## PASSAGE GIVEN

* Start *

Vuk Vulikić (; born 7 March 1999) is a Serbian college basketball player for the UTEP Miners of the Conference USA.

Early career 
Vulikić played basketball for youth systems of Mondo Basket, Zemun (2011–2015), and Vizura Shark (2015–16) in his hometown.

College career 
In July 2020, Vulikić committed to play basketball for the UTEP Miners.

Professional career 
In 2016, Vulikić joined Dynamic BG. He left Dynamic BG in July 2020 to play college basketball in the NCAA's Division I.

* End *

## EXERCISE REQUIREMENTS
From the passage on Vuk Vulikić, reproduce verbatim the portion that opens with the words containing "Early career" and closes with "NCAA's Division I.". Rely solely on the passage on Vuk Vulikić.

(Data lines)
* Start *

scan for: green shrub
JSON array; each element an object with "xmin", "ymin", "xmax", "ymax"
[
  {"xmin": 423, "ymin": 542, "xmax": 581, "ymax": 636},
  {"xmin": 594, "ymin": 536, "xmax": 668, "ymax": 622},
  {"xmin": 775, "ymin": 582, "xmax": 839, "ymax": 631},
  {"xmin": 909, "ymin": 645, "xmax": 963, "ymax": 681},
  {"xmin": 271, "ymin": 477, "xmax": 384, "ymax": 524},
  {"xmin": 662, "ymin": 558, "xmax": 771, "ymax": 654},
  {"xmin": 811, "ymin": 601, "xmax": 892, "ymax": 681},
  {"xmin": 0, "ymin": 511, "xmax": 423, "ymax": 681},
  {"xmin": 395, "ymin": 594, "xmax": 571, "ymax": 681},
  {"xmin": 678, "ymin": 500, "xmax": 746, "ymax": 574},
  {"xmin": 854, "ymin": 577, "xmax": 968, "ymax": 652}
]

* End *

## TASK RESPONSE
Early career 
Vulikić played basketball for youth systems of Mondo Basket, Zemun (2011–2015), and Vizura Shark (2015–16) in his hometown.

College career 
In July 2020, Vulikić committed to play basketball for the UTEP Miners.

Professional career 
In 2016, Vulikić joined Dynamic BG. He left Dynamic BG in July 2020 to play college basketball in the NCAA's Division I.